- [EXERCISE PROMPT]: Which lines in the items below contain the string "blurred"? Copy out each of those lines, counting only matches in the same case.

----- ROWS -----

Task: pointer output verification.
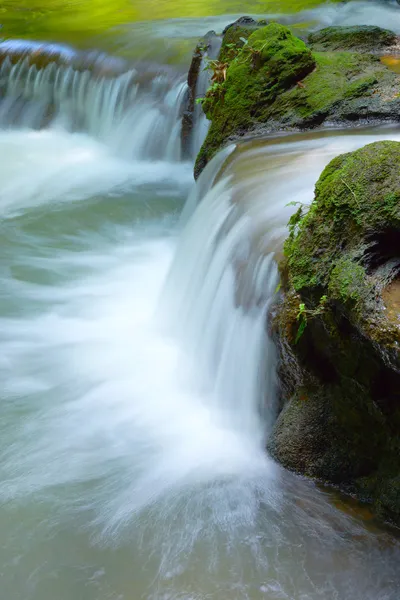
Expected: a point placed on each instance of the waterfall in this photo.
(138, 116)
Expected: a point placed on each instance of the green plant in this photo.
(304, 313)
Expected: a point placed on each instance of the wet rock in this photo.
(207, 47)
(274, 82)
(365, 38)
(338, 341)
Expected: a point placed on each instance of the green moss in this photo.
(274, 82)
(339, 76)
(356, 37)
(271, 62)
(348, 282)
(232, 41)
(355, 196)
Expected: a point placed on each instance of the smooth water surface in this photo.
(137, 374)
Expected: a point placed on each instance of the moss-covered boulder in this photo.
(338, 331)
(364, 38)
(272, 81)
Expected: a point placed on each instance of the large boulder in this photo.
(356, 38)
(338, 331)
(268, 80)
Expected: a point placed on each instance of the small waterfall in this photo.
(200, 122)
(136, 113)
(220, 288)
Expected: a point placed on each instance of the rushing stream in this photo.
(138, 378)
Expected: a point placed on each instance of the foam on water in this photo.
(137, 389)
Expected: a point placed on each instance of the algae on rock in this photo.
(274, 82)
(341, 379)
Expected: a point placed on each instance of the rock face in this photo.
(208, 47)
(364, 38)
(338, 331)
(274, 82)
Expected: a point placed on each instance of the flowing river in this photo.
(137, 375)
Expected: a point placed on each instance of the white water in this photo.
(138, 382)
(135, 118)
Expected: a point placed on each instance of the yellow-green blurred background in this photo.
(73, 20)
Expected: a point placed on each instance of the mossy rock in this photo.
(235, 36)
(275, 83)
(364, 38)
(271, 61)
(341, 377)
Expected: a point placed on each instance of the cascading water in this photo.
(137, 374)
(135, 117)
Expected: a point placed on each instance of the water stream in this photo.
(138, 378)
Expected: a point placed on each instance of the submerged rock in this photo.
(274, 82)
(338, 331)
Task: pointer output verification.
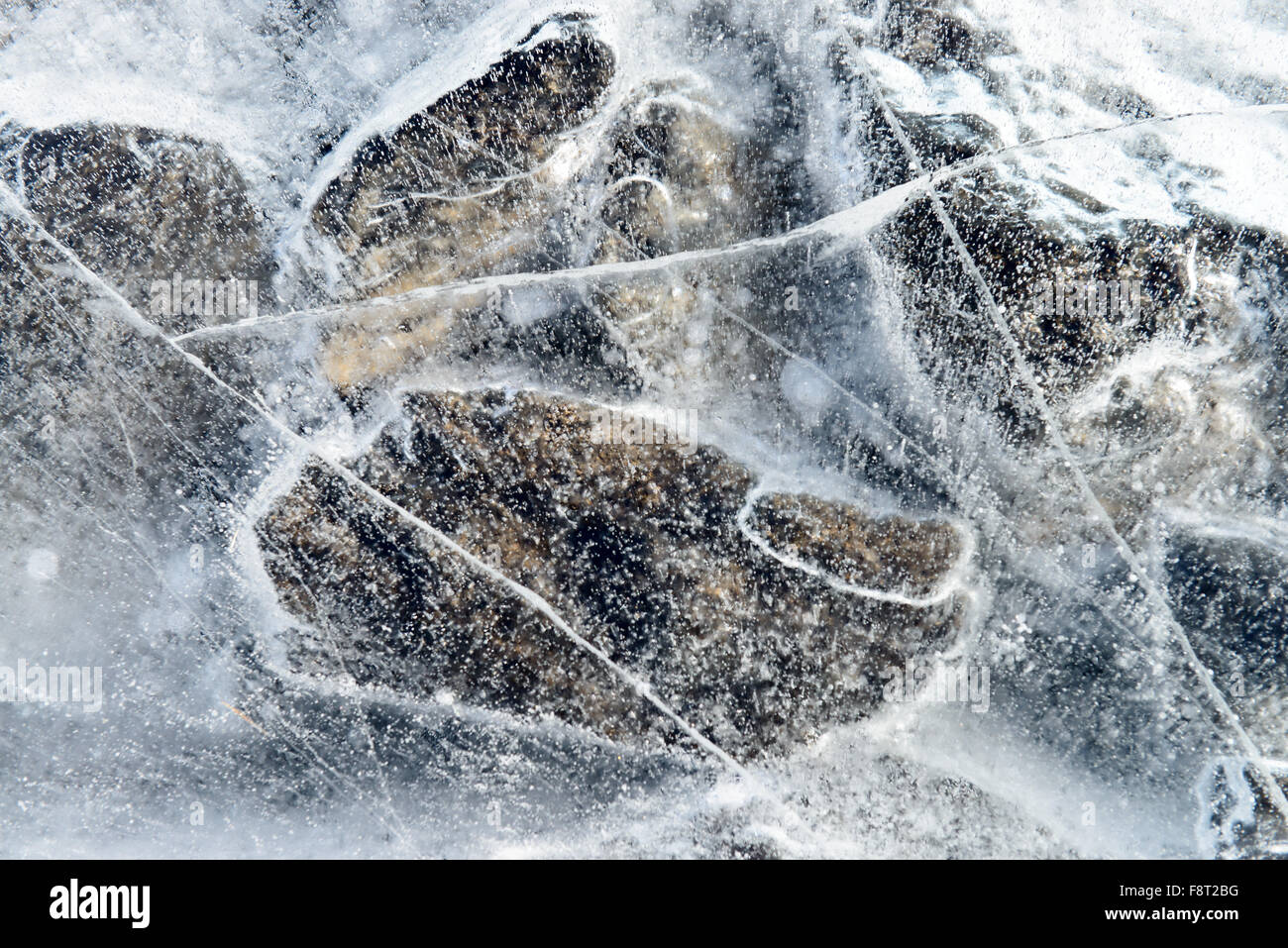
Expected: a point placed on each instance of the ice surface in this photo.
(846, 322)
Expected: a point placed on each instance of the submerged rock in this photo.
(756, 616)
(458, 188)
(145, 207)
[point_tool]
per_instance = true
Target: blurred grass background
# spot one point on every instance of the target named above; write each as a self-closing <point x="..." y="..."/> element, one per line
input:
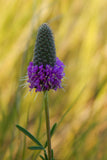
<point x="80" y="31"/>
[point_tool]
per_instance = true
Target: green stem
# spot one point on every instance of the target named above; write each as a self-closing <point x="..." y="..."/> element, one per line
<point x="47" y="124"/>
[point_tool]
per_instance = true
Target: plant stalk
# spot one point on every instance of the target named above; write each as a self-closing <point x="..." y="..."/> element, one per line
<point x="47" y="124"/>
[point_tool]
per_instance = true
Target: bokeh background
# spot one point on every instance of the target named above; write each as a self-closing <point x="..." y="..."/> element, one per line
<point x="80" y="109"/>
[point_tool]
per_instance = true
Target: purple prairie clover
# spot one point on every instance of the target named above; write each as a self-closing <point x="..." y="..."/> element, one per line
<point x="46" y="71"/>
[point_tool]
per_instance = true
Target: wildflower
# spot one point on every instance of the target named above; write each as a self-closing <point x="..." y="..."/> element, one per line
<point x="45" y="72"/>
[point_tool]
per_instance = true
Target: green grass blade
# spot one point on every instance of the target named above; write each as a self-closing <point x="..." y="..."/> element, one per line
<point x="51" y="133"/>
<point x="42" y="157"/>
<point x="36" y="148"/>
<point x="29" y="135"/>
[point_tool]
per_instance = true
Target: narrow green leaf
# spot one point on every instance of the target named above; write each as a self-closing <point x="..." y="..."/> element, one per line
<point x="53" y="129"/>
<point x="51" y="132"/>
<point x="46" y="157"/>
<point x="36" y="148"/>
<point x="42" y="157"/>
<point x="29" y="135"/>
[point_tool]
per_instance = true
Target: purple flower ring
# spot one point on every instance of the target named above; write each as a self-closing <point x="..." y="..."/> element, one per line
<point x="45" y="78"/>
<point x="46" y="71"/>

-----

- [SOLUTION TO THE PROBLEM]:
Expected: a point placed on each instance of the yellow-green blurred background in this photo.
Target: blurred grass background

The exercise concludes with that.